Work order 1:
Answer these questions from the accounting notes:
(a) Where does the Company place its cash?
(b) On what date did the Company adopt a plan to sell its real estate and retail/wholesale segments?
(c) At what price per share is the promissory note initially convertible into the Company's common stock?
Work order 2: Pick up the accounting notes after their final sentence and continue them in the same style.

Excerpt to read:
——————————
Based upon an estimate of the future undiscounted net cash flows of
the related asset or asset grouping over the remaining life, it was
determined that there was no impairment in either the net book value
of the ferries or the goodwill.
(k) Use of Estimates:
The preparation of financial statements in conformity with
generally accepted accounting principles requires management to make
estimates and assumptions that affect certain reported amounts and
disclosures. Accordingly, actual results could differ from those
estimates.
(l) Concentrations of Credit Risk:
Financial instruments which potentially subject the Company to
concentrations of credit risk consist primarily of cash. The Company
places its cash with high credit quality financial institutions which
at times may be in excess of the FDIC insurance limit.
(m) Loss Per Common Share:
Loss per common share is based on the weighted average number of
common shares outstanding. In March 1997, the Financial Accounting
Standards Broad issued Statement No. 128 ("SFAS 128"), "Earnings Per
Share," which requires dual presentation of basic and diluted earnings
per share on the face of the statements of operations, and which the
Company has adopted. Basic loss per share excludes dilution and is
computed by dividing income available to common stockholders by the
weighted-average common shares outstanding for the period. Diluted
loss per share reflects the potential dilution that could occur if
convertible debentures, options and warrants were to be exercised or
converted or otherwise resulted in the issuance of common stock that
then shared in the earnings of the entity.
Since the effect of outstanding options, warrant and convertible
debenture conversions are antidilutive in all periods presented, it
has been excluded from the computation of loss per common share.
i-10
<PAGE>
NOTE 3 - DISCONTINUED OPERATIONS.
On October 28, 1999, the Company adopted a plan to sell its real estate and
retail/wholesale segments. Accordingly both segments have been accounted
for as discontinued operations in the accompanying consolidated financial
statements. The net assets to be disposed of as of September 30, 2000
aggregating $400,722 consist principally of real estate and its related
secured indebtednesses. The net assets are recorded as current assets in
the accompanying consolidated balance sheet under the caption "Net assets
of discontinued operations." Management expects the real estate to be
sold in late 2000 or early 2001.
In the second quarter of 2000 management became aware that its previous
estimate of the time required to dispose of these segments was incorrect and
accordingly the original estimate of the carrying charges of the real property -
real estate taxes and interest- would have to be increased to reflect these
charges through June 2001. The accompanying financial statements reflect a
charge for $110,000 for these costs incurred through June 2000 plus an estimate
of an additional $125,000 for interest and taxes through June 2001.
During the nine months ended September 30, 2000, $403,000 of these segments'
liabilities were paid and a second mortgage was converted into a 10% interest
bearing promissory note convertible into the Company's common stock initially at
$1.50 per share.
——————————
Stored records

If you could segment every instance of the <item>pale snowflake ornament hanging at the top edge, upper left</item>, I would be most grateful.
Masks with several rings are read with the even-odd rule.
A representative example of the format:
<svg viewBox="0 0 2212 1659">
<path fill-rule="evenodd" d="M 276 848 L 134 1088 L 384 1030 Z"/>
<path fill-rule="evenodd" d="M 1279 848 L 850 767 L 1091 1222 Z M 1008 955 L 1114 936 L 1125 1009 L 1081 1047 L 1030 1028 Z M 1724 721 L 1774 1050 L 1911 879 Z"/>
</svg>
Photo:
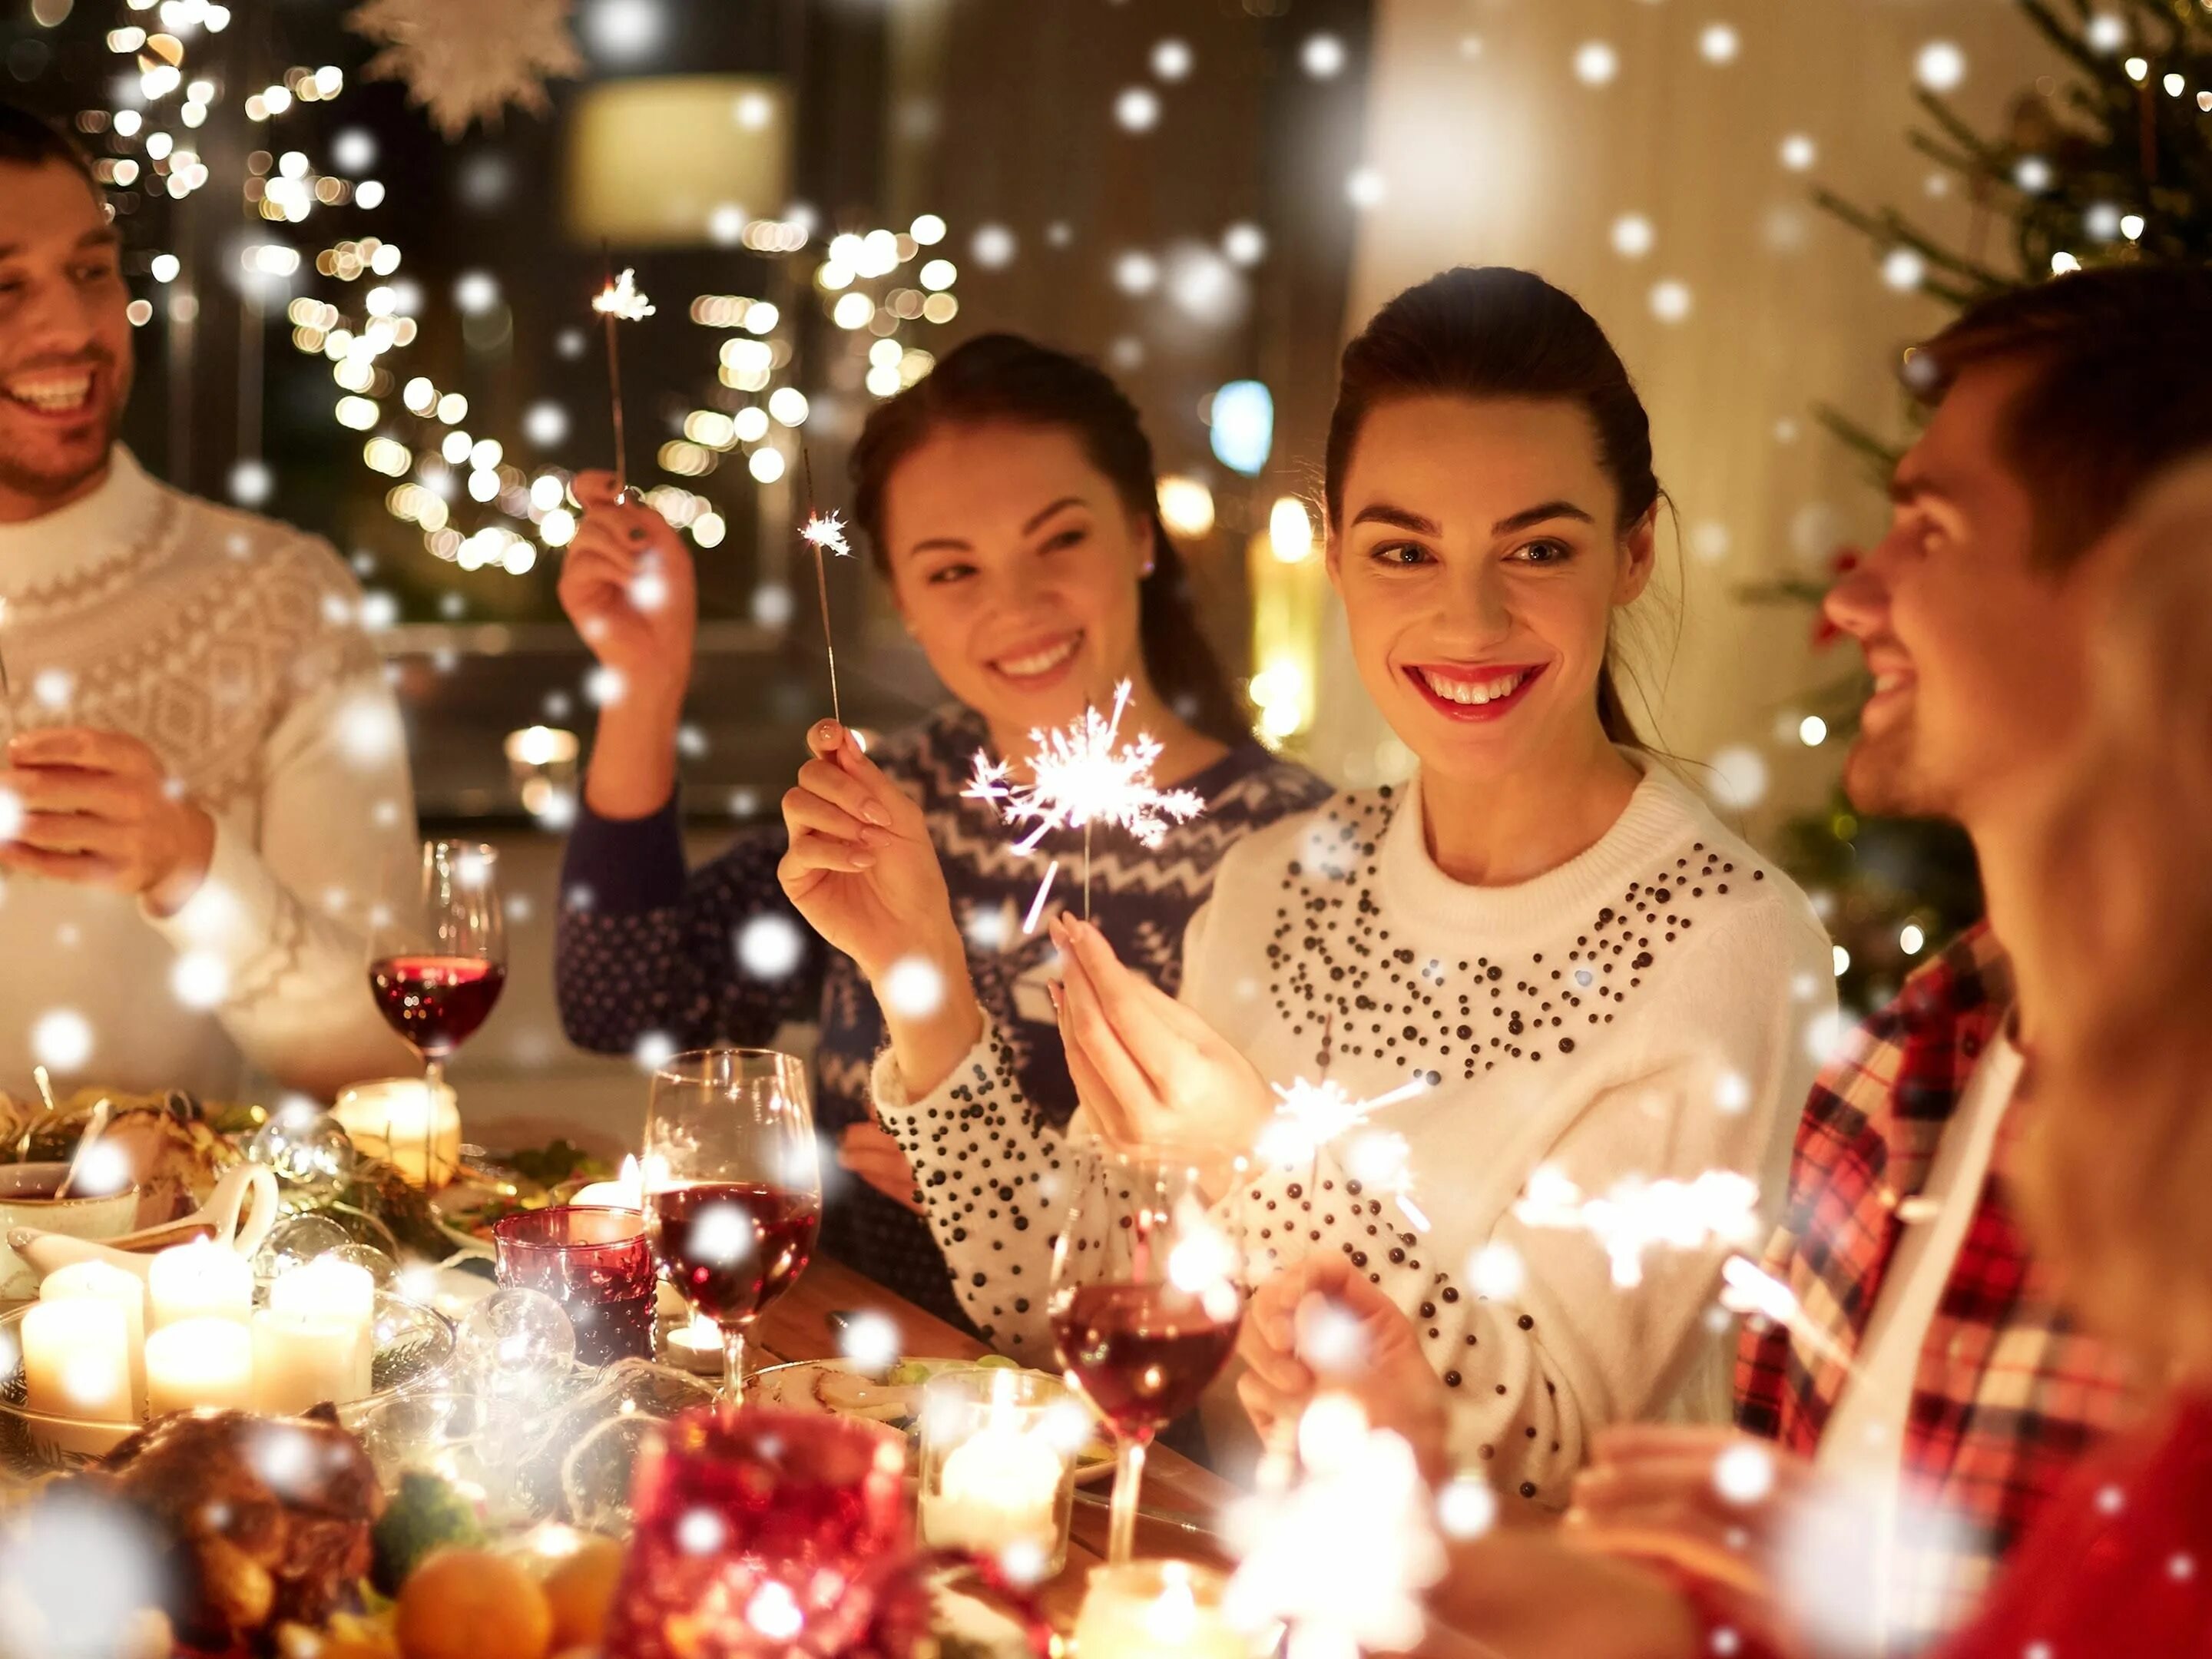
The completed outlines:
<svg viewBox="0 0 2212 1659">
<path fill-rule="evenodd" d="M 498 126 L 515 104 L 546 115 L 549 77 L 584 73 L 568 33 L 571 0 L 365 0 L 345 27 L 383 46 L 376 80 L 407 82 L 451 144 L 469 122 Z"/>
</svg>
——————————
Exercise output 1:
(a) With high credit quality financial institutions.
(b) October 28, 1999.
(c) $1.50 per share.

Exercise output 2:
The net assets of discontinued operations, which have been segregated in the
accompanying balance sheet are summarized as follows:
September 30,
2000
-------------
Assets:
Inventory $ 2,001
Property assets, net (See Note 4) 931,180
-------------
933,181
-------------
Liabilities:
Accounts Payable 32,000
Mortgage payable 40,679
Accrued real estate taxes and interest (a) 459,780
-------------
532,459
-------------
Net assets of discontinued operations 400,722
=============
(a) Real estate taxes liens have been recorded by local governmental
authorities because of non-payment of said property taxes arising from a dispute
over property tax valuations. The Company is currently attempting to resolve the
dispute.
i-11
<PAGE>
NOTE 4 - PROPERTY AND EQUIPMENT.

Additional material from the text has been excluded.